— BEGIN Input —

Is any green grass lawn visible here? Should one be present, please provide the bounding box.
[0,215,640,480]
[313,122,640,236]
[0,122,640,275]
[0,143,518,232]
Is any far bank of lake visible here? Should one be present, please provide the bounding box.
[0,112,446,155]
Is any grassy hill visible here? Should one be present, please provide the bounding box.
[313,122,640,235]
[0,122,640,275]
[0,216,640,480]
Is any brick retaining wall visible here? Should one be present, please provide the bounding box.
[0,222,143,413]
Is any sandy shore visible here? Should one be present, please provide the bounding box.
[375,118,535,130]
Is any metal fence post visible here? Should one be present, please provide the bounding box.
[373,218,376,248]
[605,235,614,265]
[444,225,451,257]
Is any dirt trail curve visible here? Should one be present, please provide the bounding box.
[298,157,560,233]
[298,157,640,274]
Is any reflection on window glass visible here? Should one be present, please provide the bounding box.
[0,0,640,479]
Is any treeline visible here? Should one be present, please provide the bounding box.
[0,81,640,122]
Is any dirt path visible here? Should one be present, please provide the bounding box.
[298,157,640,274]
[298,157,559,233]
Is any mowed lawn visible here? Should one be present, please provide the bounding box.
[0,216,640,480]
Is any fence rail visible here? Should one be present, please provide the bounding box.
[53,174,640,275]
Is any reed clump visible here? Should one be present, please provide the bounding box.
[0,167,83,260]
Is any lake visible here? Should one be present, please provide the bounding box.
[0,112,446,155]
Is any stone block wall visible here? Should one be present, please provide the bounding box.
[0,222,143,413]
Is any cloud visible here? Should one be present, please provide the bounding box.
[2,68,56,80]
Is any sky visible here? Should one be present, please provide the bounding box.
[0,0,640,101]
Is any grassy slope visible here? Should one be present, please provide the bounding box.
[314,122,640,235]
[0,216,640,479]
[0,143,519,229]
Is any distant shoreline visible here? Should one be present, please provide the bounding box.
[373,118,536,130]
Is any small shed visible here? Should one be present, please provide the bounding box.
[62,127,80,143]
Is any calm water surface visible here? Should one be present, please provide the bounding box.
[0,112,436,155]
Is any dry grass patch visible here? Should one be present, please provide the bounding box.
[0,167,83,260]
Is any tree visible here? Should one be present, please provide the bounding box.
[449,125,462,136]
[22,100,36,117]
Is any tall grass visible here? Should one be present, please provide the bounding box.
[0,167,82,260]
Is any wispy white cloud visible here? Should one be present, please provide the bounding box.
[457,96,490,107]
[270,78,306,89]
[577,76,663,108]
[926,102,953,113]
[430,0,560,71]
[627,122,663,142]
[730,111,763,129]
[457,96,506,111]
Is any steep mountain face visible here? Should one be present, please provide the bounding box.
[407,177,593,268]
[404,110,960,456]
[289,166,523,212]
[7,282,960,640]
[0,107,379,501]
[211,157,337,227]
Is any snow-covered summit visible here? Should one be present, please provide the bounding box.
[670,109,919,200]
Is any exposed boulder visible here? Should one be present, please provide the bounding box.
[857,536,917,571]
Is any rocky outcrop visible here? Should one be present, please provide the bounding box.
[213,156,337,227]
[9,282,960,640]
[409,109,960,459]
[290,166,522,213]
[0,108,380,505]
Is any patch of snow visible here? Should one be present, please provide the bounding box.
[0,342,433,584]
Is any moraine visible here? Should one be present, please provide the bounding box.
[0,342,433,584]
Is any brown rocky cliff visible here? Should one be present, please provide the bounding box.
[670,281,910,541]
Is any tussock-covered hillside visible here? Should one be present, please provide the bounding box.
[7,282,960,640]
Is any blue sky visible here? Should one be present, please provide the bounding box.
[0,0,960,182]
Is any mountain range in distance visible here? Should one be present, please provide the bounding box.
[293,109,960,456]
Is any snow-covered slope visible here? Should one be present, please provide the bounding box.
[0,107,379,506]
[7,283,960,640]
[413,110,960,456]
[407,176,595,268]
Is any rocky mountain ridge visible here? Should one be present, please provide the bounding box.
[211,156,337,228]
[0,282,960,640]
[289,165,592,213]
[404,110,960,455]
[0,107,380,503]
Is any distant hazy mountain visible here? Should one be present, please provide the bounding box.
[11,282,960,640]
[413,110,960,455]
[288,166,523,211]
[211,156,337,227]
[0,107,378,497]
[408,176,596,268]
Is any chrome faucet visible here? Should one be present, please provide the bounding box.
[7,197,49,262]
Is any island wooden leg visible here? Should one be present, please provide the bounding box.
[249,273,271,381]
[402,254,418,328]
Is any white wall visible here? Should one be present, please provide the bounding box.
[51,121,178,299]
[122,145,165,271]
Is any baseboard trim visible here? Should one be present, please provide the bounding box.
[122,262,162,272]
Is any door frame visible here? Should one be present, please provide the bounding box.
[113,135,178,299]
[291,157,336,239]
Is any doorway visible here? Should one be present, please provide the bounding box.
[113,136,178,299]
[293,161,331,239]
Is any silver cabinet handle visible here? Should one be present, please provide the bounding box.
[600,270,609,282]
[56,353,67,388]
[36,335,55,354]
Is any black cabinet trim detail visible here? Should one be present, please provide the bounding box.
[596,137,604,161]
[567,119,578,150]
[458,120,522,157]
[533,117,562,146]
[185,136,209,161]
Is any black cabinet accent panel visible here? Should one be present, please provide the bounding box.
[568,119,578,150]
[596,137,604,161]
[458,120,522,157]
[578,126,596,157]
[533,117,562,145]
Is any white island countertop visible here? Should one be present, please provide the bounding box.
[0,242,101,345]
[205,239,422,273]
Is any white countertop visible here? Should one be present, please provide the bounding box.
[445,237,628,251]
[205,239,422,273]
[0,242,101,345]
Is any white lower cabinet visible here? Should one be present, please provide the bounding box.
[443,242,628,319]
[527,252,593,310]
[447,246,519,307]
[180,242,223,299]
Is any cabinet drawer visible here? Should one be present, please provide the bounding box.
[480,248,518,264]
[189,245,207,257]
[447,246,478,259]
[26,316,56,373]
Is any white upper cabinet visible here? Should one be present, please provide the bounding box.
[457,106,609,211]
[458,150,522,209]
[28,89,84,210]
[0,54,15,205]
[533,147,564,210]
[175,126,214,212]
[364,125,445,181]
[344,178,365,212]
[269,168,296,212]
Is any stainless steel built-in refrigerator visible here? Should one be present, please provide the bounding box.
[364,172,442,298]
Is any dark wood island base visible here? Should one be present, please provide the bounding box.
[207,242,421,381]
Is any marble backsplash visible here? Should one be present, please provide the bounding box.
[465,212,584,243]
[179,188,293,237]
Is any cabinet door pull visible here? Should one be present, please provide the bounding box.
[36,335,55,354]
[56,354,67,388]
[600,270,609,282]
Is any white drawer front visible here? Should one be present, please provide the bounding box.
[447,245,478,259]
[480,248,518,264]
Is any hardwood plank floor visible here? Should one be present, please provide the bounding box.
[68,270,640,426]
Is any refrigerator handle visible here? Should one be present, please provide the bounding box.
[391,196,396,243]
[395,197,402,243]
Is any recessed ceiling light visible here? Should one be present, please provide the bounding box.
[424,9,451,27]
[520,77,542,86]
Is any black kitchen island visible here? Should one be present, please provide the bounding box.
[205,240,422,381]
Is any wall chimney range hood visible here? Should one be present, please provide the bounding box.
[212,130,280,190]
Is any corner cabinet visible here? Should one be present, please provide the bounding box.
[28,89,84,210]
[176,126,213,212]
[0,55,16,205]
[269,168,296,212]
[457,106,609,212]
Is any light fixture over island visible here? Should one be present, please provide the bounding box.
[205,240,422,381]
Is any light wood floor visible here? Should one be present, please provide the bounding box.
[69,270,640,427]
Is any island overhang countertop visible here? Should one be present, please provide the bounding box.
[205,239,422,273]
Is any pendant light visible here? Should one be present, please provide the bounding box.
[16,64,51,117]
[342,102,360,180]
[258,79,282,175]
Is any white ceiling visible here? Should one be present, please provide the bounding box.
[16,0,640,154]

— END Input —

▶ [What needs to be done]
Rewrite the items in the part that opens with the line containing "Is any dirt trail" and closes with the line containing "[2,68,56,80]" as a two-column CSV headed text and answer, with one row per item. Put each item's text and its full answer in one quoted field apiece, turning any line breaks into spaces.

▶ [Solution to this exercise]
text,answer
"Is any dirt trail curve visible here? Should one be present, please provide the bounding box.","[298,157,560,233] [298,157,640,274]"
"Is any reflection on window glass visible here? Should one be present, please provide the bounding box.","[0,0,640,479]"
"Is any treeline visible here? Should one be present, please provide the bounding box.","[0,81,640,122]"
"Is any dirt path visible here? Should one be present, please provide the bounding box.","[298,157,640,274] [298,157,559,233]"
"Is any mowed lawn visible here? Should one be present, please provide the bounding box.","[0,216,640,480]"
"Is any fence rail visible here? Should one be present, please provide the bounding box.","[53,174,640,275]"
"Is any reed clump visible here? Should one be present, please provide the bounding box.","[0,167,83,260]"
"Is any lake visible here? Should one be present, please provide the bounding box.","[0,112,446,155]"
"Is any stone block wall visible here? Should one be present, please provide the bounding box.","[0,222,143,413]"
"Is any cloud visible here? Should one be present, please provide the bounding box.","[2,68,56,80]"